**주어진 문제:** 아래 데이터를 처음부터 끝까지 한 글자도 바꾸지 말고 그대로 옮겨 적어 주시겠어요?

**데이터:**
━━━━

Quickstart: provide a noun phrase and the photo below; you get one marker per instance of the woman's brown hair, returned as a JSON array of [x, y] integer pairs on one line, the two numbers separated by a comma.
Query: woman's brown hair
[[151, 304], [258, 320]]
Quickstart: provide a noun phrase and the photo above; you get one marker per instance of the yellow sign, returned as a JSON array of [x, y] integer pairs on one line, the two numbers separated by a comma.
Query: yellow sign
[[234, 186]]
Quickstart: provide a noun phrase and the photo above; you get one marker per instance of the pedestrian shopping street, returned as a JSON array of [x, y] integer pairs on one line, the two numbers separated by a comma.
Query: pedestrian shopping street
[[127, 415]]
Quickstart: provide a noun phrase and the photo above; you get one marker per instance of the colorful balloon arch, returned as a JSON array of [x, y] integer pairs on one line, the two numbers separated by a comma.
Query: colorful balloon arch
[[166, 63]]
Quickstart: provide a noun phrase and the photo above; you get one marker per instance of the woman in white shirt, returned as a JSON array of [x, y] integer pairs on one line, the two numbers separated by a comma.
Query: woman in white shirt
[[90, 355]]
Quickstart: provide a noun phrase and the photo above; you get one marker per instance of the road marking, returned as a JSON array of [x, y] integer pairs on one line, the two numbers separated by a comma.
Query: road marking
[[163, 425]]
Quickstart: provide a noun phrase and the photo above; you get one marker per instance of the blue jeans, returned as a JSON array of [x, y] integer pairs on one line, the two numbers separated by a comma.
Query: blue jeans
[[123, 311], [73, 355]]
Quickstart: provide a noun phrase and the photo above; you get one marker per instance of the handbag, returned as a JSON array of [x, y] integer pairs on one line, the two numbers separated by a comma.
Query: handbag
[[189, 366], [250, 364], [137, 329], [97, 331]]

━━━━

**답변:**
Quickstart: provide a noun phrase and the photo below; you get one marker per instance of the woman's brown hair, returned as a JSON array of [x, y] integer pairs on one line, the two numbers separated by a comma.
Query: woman's brown hair
[[151, 304], [258, 320]]
Quickstart: provide a noun phrase and the photo above; you get one marker per instance of the yellow sign, returned as a JSON array of [x, y] integer pairs on one line, the two numbers separated by a comma.
Query: yellow sign
[[234, 186]]
Quickstart: provide a noun phrase and the photo above; you get one marker per instance of the pedestrian shopping street, returned as a JSON array of [x, y] integer pairs on one line, the two numbers separated by a comma.
Query: pedestrian shopping street
[[127, 415]]
Quickstart: provide a noun phrase and the photo above; you get one marker per instance of the colorful balloon arch, returned as a JSON array of [x, y] integer pairs on one line, the two numbers separated by a comma.
Query: colorful balloon arch
[[166, 63]]
Quickstart: provide a noun phrase and the photo above; you get one marker per instance of the woman in white shirt, returned as a JSON array of [x, y] integer pairs on one line, the two numbers separated by a comma.
Query: woman in white shirt
[[90, 355]]
Quickstart: provide a noun phrase and the photo above; you get one marker per instance of the road marking, returned as a JSON array of [x, y] integer pairs on one line, the two numbers separated by a comma.
Query: road marking
[[163, 425]]
Quickstart: provide a noun phrase and the photo above; you get one marker per instance of the blue jeans, returned as a JSON array of [x, y] integer pairs on one line, the two numbers separated by a comma.
Query: blue jeans
[[123, 311], [73, 355]]
Quickstart: provide a noun phrase and the photo above; you get one marker per instance of the handbag, returned as a JSON array of [x, y] integer pairs on one line, the two numbers separated by a comma.
Query: handbag
[[189, 366], [250, 364], [137, 329], [97, 331]]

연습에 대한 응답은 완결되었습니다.